[EXERCISE BRIEF]: Can you rewrite the data from the line containing "Where can the table leg" through the end of the data, changing "table leg" to "furniture leg" and keeping everything else the same?

(Entries from a dataset)
+ + + + + + +

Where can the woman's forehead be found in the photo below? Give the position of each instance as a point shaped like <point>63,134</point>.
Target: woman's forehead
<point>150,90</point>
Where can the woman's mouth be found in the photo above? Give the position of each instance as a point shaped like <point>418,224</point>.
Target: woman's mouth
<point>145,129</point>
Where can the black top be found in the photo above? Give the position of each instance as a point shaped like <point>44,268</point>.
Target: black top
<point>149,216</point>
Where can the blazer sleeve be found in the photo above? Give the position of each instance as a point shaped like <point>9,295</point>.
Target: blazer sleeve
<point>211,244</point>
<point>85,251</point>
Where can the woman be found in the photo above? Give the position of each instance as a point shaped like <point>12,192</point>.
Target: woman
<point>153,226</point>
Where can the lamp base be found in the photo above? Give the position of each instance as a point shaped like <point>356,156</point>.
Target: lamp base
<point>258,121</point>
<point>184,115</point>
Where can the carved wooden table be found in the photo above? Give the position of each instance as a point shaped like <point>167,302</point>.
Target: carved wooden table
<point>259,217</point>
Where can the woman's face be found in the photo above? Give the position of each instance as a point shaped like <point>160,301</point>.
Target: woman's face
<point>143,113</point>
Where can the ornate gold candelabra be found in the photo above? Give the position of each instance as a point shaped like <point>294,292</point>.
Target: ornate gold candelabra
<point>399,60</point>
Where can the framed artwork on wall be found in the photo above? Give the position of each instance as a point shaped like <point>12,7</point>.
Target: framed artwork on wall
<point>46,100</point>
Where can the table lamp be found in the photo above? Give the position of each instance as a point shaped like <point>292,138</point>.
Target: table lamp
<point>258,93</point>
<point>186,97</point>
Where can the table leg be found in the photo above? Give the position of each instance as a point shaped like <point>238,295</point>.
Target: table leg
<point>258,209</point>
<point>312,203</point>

+ + + + + + +

[EXERCISE RESPONSE]:
Where can the furniture leg be found in the photo above? Give the position of each instance as a point shaped like <point>238,295</point>.
Target: furniture leg
<point>258,209</point>
<point>312,203</point>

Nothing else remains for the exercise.